::: 存储数据 :::
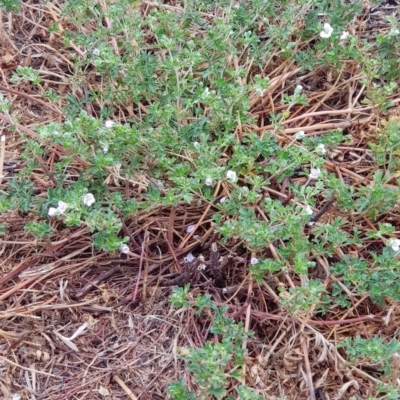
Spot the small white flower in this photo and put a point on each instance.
(52, 212)
(321, 149)
(189, 257)
(253, 261)
(315, 173)
(124, 249)
(395, 244)
(344, 35)
(62, 207)
(308, 210)
(109, 123)
(327, 31)
(299, 135)
(190, 229)
(231, 175)
(88, 199)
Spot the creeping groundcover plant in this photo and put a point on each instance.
(242, 159)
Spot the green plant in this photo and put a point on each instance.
(215, 364)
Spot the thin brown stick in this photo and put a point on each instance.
(308, 368)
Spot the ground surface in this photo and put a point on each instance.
(128, 347)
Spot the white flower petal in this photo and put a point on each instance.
(124, 249)
(344, 35)
(88, 199)
(327, 31)
(309, 210)
(231, 175)
(62, 207)
(315, 173)
(395, 244)
(253, 261)
(299, 135)
(52, 212)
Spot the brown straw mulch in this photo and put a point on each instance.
(80, 324)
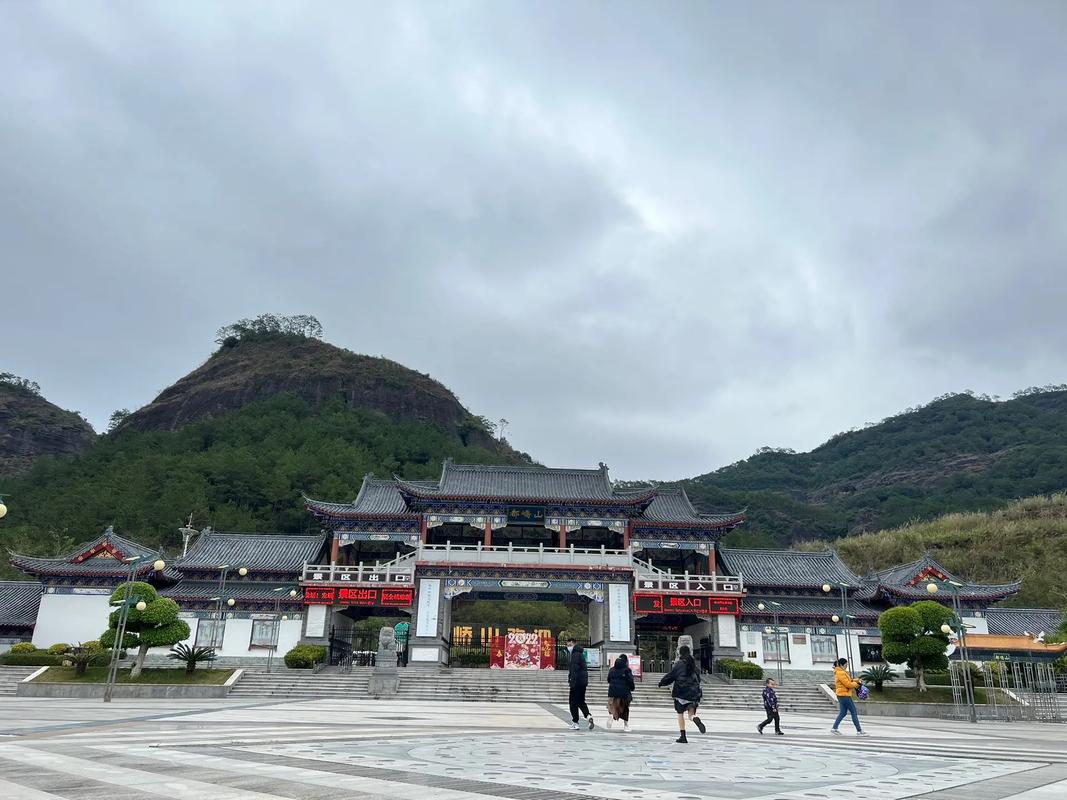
:::
**任务要求**
数一数上面的行中有几行包含字符串“each”，只回答数字。

**答案如下**
7